=== STATED GOAL ===
List each line of the records below that contains the word "green".

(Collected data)
* Start *

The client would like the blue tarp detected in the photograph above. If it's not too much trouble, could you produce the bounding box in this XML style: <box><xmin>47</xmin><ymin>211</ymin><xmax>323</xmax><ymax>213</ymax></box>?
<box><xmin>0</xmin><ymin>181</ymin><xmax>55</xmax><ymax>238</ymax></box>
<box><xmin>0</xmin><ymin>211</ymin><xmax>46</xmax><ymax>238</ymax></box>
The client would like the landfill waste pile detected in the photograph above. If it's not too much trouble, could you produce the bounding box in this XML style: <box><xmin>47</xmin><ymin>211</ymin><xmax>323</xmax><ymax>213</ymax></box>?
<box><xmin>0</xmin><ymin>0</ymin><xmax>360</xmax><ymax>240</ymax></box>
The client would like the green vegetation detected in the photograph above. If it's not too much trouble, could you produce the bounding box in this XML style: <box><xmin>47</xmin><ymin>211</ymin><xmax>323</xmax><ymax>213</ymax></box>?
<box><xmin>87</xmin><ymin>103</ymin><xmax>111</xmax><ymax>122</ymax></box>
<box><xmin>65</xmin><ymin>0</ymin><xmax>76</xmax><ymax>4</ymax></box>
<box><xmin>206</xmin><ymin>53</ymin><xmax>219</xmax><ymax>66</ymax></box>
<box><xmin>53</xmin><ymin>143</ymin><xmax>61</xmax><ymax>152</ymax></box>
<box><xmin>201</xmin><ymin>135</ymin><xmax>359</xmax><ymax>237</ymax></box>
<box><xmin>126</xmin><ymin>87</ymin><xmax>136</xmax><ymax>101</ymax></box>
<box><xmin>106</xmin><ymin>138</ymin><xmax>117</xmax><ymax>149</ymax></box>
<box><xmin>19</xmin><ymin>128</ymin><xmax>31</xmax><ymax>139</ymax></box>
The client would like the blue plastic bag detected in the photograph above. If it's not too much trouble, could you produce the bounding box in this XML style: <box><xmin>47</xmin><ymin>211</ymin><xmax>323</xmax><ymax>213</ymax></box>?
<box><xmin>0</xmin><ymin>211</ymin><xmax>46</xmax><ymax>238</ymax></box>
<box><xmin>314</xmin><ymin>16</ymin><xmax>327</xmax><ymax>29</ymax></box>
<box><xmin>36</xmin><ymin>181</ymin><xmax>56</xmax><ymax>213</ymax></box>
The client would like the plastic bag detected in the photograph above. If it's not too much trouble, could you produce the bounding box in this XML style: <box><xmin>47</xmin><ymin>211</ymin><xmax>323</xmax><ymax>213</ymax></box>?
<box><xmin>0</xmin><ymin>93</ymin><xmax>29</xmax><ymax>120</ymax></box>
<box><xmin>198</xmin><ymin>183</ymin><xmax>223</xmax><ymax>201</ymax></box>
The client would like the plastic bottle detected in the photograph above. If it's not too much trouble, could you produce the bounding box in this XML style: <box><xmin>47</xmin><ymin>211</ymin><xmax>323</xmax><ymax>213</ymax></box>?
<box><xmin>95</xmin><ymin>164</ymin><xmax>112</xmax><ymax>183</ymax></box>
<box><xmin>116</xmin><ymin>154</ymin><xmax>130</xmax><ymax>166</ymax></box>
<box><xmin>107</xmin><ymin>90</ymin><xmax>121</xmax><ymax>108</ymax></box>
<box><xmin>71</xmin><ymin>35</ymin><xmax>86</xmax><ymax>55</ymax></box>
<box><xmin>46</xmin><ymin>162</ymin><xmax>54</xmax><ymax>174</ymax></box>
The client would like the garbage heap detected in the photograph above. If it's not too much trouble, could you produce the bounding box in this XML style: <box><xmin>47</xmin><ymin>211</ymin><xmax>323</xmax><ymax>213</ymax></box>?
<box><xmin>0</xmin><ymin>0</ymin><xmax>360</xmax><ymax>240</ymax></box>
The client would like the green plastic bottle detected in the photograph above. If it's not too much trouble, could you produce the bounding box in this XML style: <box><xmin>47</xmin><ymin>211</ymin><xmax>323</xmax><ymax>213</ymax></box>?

* End *

=== FINAL RESULT ===
The client would like the green vegetation detected in the photograph above. If it's not too much trouble, could you produce the bounding box in this XML style: <box><xmin>47</xmin><ymin>211</ymin><xmax>323</xmax><ymax>213</ymax></box>?
The client would like the green plastic bottle detected in the photograph above. If it's not too much trouble, could you produce the bounding box in this XML style: <box><xmin>47</xmin><ymin>211</ymin><xmax>323</xmax><ymax>213</ymax></box>?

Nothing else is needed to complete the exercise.